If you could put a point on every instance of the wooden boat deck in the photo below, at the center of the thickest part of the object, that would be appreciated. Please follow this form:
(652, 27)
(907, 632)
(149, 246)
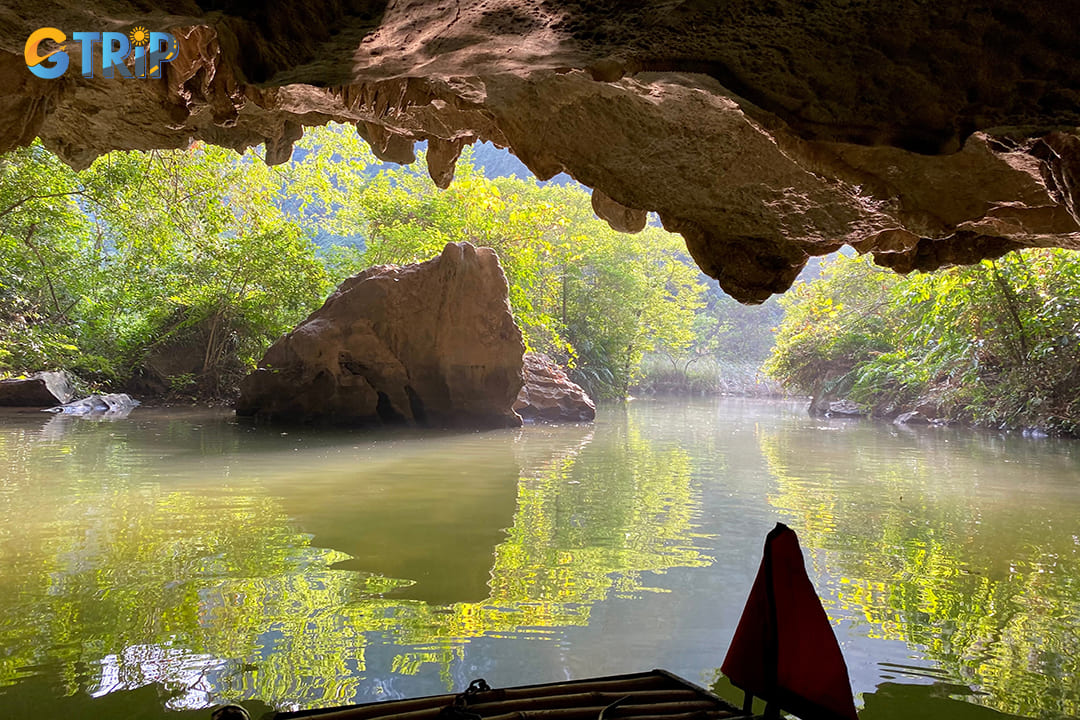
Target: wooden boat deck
(653, 695)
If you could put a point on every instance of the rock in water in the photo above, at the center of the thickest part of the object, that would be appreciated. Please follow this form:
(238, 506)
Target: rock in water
(111, 404)
(40, 390)
(429, 344)
(550, 395)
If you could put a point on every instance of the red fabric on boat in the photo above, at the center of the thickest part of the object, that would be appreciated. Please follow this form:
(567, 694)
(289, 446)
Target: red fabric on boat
(784, 649)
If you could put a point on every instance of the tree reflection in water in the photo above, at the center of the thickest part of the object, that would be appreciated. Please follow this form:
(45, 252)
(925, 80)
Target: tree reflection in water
(932, 538)
(199, 562)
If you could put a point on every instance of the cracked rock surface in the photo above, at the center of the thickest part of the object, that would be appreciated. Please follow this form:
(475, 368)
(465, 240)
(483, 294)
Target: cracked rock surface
(763, 132)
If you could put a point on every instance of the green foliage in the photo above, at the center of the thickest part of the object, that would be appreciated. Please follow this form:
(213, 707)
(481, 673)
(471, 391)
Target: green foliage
(196, 254)
(176, 270)
(996, 343)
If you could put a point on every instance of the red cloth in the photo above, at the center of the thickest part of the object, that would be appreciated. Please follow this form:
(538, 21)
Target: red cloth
(784, 649)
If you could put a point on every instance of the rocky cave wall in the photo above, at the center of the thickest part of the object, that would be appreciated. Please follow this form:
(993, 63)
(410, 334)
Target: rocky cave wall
(765, 132)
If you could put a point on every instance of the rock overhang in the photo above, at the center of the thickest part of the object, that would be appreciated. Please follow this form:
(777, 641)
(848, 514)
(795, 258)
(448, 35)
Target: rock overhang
(764, 133)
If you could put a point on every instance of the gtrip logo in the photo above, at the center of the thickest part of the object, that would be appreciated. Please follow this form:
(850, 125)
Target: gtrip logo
(147, 51)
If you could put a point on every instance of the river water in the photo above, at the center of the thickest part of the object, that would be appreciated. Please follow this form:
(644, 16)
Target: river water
(153, 566)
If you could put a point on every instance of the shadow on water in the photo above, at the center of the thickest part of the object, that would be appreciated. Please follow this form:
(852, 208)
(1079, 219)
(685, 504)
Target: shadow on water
(893, 701)
(176, 559)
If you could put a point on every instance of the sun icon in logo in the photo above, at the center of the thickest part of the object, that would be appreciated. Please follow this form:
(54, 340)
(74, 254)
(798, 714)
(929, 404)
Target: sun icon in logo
(139, 36)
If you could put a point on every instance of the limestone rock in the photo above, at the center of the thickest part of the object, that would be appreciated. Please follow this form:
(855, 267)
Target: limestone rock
(39, 390)
(764, 133)
(912, 418)
(429, 344)
(842, 409)
(549, 394)
(110, 404)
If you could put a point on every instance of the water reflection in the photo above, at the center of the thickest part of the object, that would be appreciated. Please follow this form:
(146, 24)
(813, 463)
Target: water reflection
(962, 545)
(218, 561)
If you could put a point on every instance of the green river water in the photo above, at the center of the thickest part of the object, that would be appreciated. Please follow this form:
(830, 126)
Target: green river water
(154, 566)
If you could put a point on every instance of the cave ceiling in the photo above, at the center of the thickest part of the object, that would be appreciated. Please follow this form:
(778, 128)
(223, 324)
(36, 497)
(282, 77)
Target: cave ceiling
(765, 132)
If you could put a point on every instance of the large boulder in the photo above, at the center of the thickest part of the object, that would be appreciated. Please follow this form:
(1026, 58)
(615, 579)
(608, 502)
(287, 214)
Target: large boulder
(549, 394)
(40, 390)
(113, 405)
(429, 344)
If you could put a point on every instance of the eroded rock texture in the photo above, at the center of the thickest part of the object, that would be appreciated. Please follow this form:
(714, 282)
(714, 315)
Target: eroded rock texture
(927, 134)
(549, 395)
(428, 344)
(39, 390)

□ □ □ □ □

→ Brief
Lay out every line of the rows above as a JSON list of strings, one string per line, leaving out blank lines and the pictures.

→ Result of this exercise
[
  "If you could put a point on every instance of the wooden boat deck in the photo below, at the center of the thickest part of the object, that would be appreciated. Please follow this form:",
  "(652, 27)",
  "(907, 632)",
  "(149, 246)",
  "Target: wooden boat deck",
  "(653, 695)",
  "If you could put a point on every instance of the rock in water in the photo above, at the center of the thickest part of the object, that would be appreciated. Please follow this form:",
  "(238, 506)",
  "Target: rock in water",
  "(111, 404)",
  "(40, 390)",
  "(429, 344)",
  "(550, 395)",
  "If you could put a point on every instance of the red fabric on boat in the photo above, at the center of the thickest part of the object, that would be appreciated. Please follow this form:",
  "(567, 694)",
  "(289, 446)",
  "Target: red fabric on boat",
  "(784, 649)",
  "If you could put a point on every instance of the tree reflection in water in the photo above, at the center of the thickest part of the object, that would be appreciated. Please follow this form:",
  "(45, 252)",
  "(925, 80)",
  "Target: tree reflection in water",
  "(932, 538)",
  "(199, 562)",
  "If you could put a point on every instance of the cracked rock surface in the photo above, at the center of the thickest part of the object, that would be appreciated. Please follow this form:",
  "(475, 368)",
  "(465, 240)",
  "(483, 294)",
  "Target: cracked rock surface",
  "(763, 132)",
  "If you could put a point on every instance of the green foliage in the photo above, at the center of the thickest part of the object, that would be appreciated. Please follow this form:",
  "(213, 707)",
  "(481, 673)",
  "(471, 391)",
  "Target: green foliage",
  "(196, 254)",
  "(176, 270)",
  "(996, 343)",
  "If you could put a point on every instance of the red cloth in the photo above, at the center of the thickest part of the object, that would be appreciated. Please follow this form:",
  "(538, 21)",
  "Target: red cloth",
  "(784, 649)",
  "If you could put a point on every instance of the rocky cave wall in the photo above, at the center of the thickest part of the object, that would be appreciated. Please follow this form:",
  "(993, 63)",
  "(410, 334)",
  "Target: rocky cave wall",
  "(765, 132)",
  "If you could put a point on every instance of the rock overhang in the photo above, at the center of the thickest part of the object, that would be appreciated. Please follow this form:",
  "(777, 641)",
  "(848, 514)",
  "(795, 258)",
  "(448, 35)",
  "Target: rock overhang",
  "(764, 133)",
  "If you could put a point on every instance of the gtrip logo in the photo above, at the center of the thickest part of the object, that would be appreciated. Please follow this form:",
  "(850, 125)",
  "Target: gtrip logo",
  "(147, 51)",
  "If you could put a point on every instance of the river water in the photo above, at the center of the thickest part of the object, that would be appreciated. Please follow this form:",
  "(644, 16)",
  "Target: river water",
  "(153, 566)",
  "If you could put a point on every instance of the shadow on water in the photo above, at the center of the thickest part of the object, that would be appreciated. Please follow this form:",
  "(852, 208)",
  "(1079, 219)",
  "(685, 504)",
  "Target: shadow on water",
  "(893, 701)",
  "(176, 559)",
  "If you could put a point on every instance of the sun icon in logo in the photo above, at the center of the thickest part of the object, that would be appreciated. Please follow this form:",
  "(54, 340)",
  "(74, 254)",
  "(798, 714)",
  "(929, 404)",
  "Target: sun icon in logo",
  "(139, 36)",
  "If you could put a point on every instance of the limestone rock in the photo above, at the center of the thickest part of the object, that would be appreciated. Please follow this form:",
  "(855, 267)",
  "Target: limestone rock",
  "(39, 390)",
  "(764, 133)",
  "(912, 418)",
  "(429, 344)",
  "(842, 409)",
  "(549, 394)",
  "(110, 404)",
  "If you could put a point on every instance of the water reflection in the photo above, at the center of the thickest part of the object, that would be appreciated. Please follow this form:",
  "(146, 24)",
  "(813, 463)",
  "Target: water reflection",
  "(962, 545)",
  "(218, 561)",
  "If you could put a point on every instance of the green river water in the photo above, at the center of the thickest part of the object, that would be appreciated. Please follow this form:",
  "(830, 126)",
  "Target: green river water",
  "(154, 566)",
  "If you could put a point on every instance of the cave ceiling in the photo above, at the center of the thickest part of the object, that would be appreciated. Please follow this form:",
  "(778, 128)",
  "(223, 324)",
  "(36, 497)",
  "(282, 77)",
  "Target: cave ceiling",
  "(765, 132)",
  "If you could put a point on every instance of the large boulder in the photo above, at the center of the thickest part of the object, that would be appreciated. Please follow this form:",
  "(1026, 58)",
  "(615, 579)",
  "(608, 502)",
  "(287, 214)",
  "Target: large boulder",
  "(549, 394)",
  "(40, 390)",
  "(113, 405)",
  "(429, 344)",
  "If you could put a point on every instance of the eroded rock texture in the photo above, at the center of the thickest part of the object, that would be appreciated. Please follow this form:",
  "(714, 282)",
  "(714, 315)",
  "Target: eroded rock texture",
  "(927, 134)",
  "(549, 395)",
  "(428, 344)",
  "(39, 390)"
]